> _Given records_:

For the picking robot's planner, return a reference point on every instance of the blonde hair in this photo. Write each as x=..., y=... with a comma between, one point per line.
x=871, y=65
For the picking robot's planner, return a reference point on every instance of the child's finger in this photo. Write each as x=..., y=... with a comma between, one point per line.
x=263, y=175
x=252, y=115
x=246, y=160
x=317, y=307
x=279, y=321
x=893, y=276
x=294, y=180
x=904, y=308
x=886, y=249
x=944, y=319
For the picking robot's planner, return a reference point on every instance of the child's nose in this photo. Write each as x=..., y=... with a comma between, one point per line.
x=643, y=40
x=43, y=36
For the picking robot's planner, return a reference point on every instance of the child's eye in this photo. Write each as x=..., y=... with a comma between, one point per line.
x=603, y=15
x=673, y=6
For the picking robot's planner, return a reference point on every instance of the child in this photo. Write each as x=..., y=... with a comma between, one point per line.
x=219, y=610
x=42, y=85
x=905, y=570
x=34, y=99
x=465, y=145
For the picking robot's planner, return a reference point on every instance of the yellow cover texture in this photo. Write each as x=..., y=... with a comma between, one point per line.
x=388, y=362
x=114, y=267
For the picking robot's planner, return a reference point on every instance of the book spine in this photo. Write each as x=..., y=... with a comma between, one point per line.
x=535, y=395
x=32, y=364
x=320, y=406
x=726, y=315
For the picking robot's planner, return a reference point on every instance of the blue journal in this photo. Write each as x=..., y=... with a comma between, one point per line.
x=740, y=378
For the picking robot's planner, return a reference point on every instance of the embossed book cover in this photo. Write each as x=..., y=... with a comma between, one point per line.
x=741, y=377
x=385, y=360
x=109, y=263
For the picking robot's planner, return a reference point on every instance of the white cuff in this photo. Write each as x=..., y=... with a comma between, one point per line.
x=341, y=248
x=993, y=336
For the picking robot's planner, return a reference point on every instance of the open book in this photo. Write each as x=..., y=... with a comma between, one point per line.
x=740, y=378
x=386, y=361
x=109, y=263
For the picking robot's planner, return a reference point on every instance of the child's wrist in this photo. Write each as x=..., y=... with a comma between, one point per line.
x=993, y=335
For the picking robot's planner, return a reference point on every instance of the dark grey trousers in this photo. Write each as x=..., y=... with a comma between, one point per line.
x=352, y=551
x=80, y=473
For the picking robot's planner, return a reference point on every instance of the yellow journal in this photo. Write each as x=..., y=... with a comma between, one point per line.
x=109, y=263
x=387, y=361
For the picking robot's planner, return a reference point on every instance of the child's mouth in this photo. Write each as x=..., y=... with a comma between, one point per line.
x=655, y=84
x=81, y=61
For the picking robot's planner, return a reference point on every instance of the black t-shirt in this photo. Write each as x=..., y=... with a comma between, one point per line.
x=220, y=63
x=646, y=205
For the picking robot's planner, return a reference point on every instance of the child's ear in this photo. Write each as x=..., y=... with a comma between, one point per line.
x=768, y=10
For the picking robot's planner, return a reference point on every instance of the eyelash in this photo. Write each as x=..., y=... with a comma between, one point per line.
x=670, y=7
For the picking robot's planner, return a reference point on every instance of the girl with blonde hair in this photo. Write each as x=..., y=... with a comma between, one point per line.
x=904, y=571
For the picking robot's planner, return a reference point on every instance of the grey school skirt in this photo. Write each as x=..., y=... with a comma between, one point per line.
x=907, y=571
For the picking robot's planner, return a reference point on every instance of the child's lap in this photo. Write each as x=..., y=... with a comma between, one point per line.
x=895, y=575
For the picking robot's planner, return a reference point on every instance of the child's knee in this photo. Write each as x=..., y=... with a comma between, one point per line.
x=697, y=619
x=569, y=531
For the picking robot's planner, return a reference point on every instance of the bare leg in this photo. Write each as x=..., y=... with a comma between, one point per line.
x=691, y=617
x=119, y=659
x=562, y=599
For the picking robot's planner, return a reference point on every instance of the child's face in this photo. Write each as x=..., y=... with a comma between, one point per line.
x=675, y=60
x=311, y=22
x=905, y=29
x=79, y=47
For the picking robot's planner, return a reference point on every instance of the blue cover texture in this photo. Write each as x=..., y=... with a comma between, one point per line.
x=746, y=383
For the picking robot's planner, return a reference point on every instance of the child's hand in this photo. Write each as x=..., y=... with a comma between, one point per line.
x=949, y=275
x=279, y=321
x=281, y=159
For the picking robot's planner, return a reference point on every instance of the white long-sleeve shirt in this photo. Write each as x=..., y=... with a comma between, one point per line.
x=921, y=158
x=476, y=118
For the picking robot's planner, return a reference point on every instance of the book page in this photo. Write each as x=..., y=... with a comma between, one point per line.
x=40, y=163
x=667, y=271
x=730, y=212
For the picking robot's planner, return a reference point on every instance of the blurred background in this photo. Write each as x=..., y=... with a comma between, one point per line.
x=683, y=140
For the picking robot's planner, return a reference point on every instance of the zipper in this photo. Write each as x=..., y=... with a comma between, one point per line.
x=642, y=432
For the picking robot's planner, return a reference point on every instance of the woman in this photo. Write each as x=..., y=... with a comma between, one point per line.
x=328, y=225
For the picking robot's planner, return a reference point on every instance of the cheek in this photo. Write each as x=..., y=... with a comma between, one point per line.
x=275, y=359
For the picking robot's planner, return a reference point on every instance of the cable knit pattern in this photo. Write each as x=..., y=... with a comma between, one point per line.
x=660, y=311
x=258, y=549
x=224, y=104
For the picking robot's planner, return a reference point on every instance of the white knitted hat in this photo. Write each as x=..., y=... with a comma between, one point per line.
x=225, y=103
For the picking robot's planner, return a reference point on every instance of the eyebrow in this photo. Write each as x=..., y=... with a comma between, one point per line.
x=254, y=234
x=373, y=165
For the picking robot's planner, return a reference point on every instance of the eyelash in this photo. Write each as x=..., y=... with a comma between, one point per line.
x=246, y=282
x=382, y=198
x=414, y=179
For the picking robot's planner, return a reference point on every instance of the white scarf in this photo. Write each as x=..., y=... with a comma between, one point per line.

> _To do_: Copy out all of the entries above word for word, changing nothing.

> _Task answer_:
For the picking robot's planner, return a reference point on every instance of the blonde hair in this photo. Write each as x=..., y=... with a comma between, one point per line.
x=871, y=65
For the picking robot's planner, return a reference point on every instance of the child's finger in this photo. Write each as x=..., y=... with a comma between, one point per line.
x=263, y=175
x=252, y=115
x=246, y=160
x=317, y=307
x=279, y=321
x=893, y=276
x=294, y=180
x=904, y=308
x=886, y=249
x=944, y=319
For the picking robot's planner, return a reference point on every instance of the child's nose in this photo. Write each as x=..., y=... with a comma between, one point per line.
x=643, y=40
x=43, y=36
For the picking robot's planner, return a reference point on every instance of the child's eye in this photo. Write each as x=..., y=... with a comma between, one point per line.
x=603, y=15
x=673, y=6
For the picking robot's planner, return a reference point on every instance of the child in this photo. Write each as x=..., y=... with a comma between, one point per line.
x=219, y=610
x=42, y=85
x=905, y=570
x=34, y=99
x=465, y=145
For the picking robot's planner, return a reference point on every instance of the yellow cover texture in this photo. Write each as x=..., y=... with a comma between, one point per line.
x=388, y=362
x=114, y=267
For the picking robot's planner, return a reference point on every instance of the book spine in this photo. Write each as x=..., y=... with a comma between, one point per line.
x=535, y=395
x=32, y=364
x=320, y=406
x=726, y=315
For the picking robot's planner, return a reference point on every instance of the blue journal in this photo. Write each as x=..., y=... with a comma between, one point per line.
x=740, y=378
For the picking robot's planner, return a reference point on every instance of the embossed book cover in this photo. Write each as x=..., y=... with a comma between, one point per line.
x=741, y=377
x=385, y=360
x=109, y=263
For the picking robot's planner, return a reference point on every instance of the white cuff in this photo. Write each as x=..., y=... with a comma between, one point per line.
x=341, y=248
x=993, y=336
For the picking robot's planner, return a reference point on every instance of the open book in this photo. Write each as x=..., y=... with a comma between, one point per line.
x=740, y=378
x=386, y=361
x=109, y=263
For the picking robot's planner, return a reference point on every instance of the child's wrist in this photo. Write each as x=..., y=... with a comma between, one point per line.
x=993, y=335
For the picking robot's planner, return a reference point on every instance of the dark grey trousers in this photo. Write each as x=..., y=... with a comma between, one point per line.
x=352, y=551
x=80, y=473
For the picking robot's planner, return a reference point on every instance of the yellow journal in this photo. Write each as x=..., y=... with a comma between, one point per line.
x=109, y=263
x=387, y=361
For the picking robot's planner, return a reference point on every instance of the child's mouth in this photo. Write each as x=..., y=... with a comma between, one point per line.
x=655, y=84
x=81, y=61
For the picking robot's planner, return a reference point on every instance of the black t-shirt in this photo. Write each as x=..., y=... with a comma between, one point per line.
x=220, y=63
x=646, y=205
For the picking robot's planner, return a reference point on every instance of the child's ear in this photo. Write each as x=..., y=... with a comma between, one point per line.
x=768, y=10
For the picking robot's planner, return a reference point on every instance of the eyelash in this photo. Write each as x=..., y=... with a comma between, one point per line.
x=670, y=7
For the picking robot's planner, return a reference point on every instance of the girl with blonde hair in this photo. Write each as x=..., y=... with a comma between, one point per line.
x=904, y=571
For the picking robot's planner, return a reference point on every instance of the grey school skirt in this photo. Write each as x=..., y=... with a comma between, one point per line.
x=907, y=571
For the picking robot's planner, return a reference point on every instance of the child's lap in this photo. Write each as x=..., y=... with a comma between, one point per line.
x=895, y=575
For the picking robot's planner, return a reference point on every instance of the child's knee in this photo. Write each as x=..., y=... with a comma between, one point per line.
x=697, y=619
x=569, y=531
For the picking robot's planner, return a reference point on every instance of the bare leg in this photo. Write each as x=..., y=... with a comma between, one point per line.
x=691, y=617
x=119, y=659
x=562, y=599
For the picking robot's planner, return a reference point on every instance of the child's face in this photo. Write each as x=..., y=... with a comma between, one point per line.
x=675, y=60
x=311, y=22
x=905, y=29
x=79, y=47
For the picking robot's planner, return a reference point on every instance of the blue cover texture in this photo. Write each as x=..., y=... with a comma between, one point per line.
x=746, y=383
For the picking robot's planner, return a reference point on every instance of the child's hand in this photo. Write each as x=..., y=... with a comma between, one point per line.
x=949, y=275
x=279, y=321
x=281, y=159
For the picking robot's planner, return a reference point on every instance of the white long-sleeve shirt in this photo. Write each as x=..., y=... with a comma between, one point per line.
x=921, y=158
x=476, y=118
For the picking robot's planner, return a reference point on every instance of the book page in this photo. Write each as x=..., y=... with a comma between, one point per line.
x=40, y=163
x=667, y=271
x=730, y=212
For the picking robot's planner, return a reference point on every instance of the blurred background in this photo. Write each as x=..., y=... with a comma between, one point per line.
x=683, y=140
For the picking robot's planner, return a reference point on every instance of the zipper in this photo. Write each as x=..., y=... with a comma between, one point per line.
x=642, y=432
For the picking robot's planner, return a reference point on every instance of the woman in this photo. Write each as x=..., y=... with a comma between, one point per line.
x=328, y=225
For the picking robot's planner, return a reference point on every instance of the cheek in this photo. Write each as x=..., y=... with a comma between, one point per line.
x=275, y=359
For the picking robot's planner, return a reference point on every instance of the cable knit pattern in this photo. Write each as x=..., y=... with a comma between, one point per line.
x=660, y=311
x=258, y=549
x=224, y=104
For the picking robot's planner, return a reference point on every instance of the white knitted hat in this photo. Write each as x=..., y=... with a comma between, one point per line.
x=225, y=103
For the picking robot's planner, return a reference point on every instance of the eyebrow in this photo. Write each as x=..., y=... with a comma between, one point per line.
x=254, y=234
x=373, y=165
For the picking robot's planner, return a reference point on every instance of the eyelash in this photo. Write each as x=..., y=... with a comma between, one point per line.
x=246, y=282
x=382, y=198
x=414, y=179
For the picking robot's planner, return a reference point on every instance of the white scarf in this photo. Write each as x=..., y=... with a comma between, one point per line.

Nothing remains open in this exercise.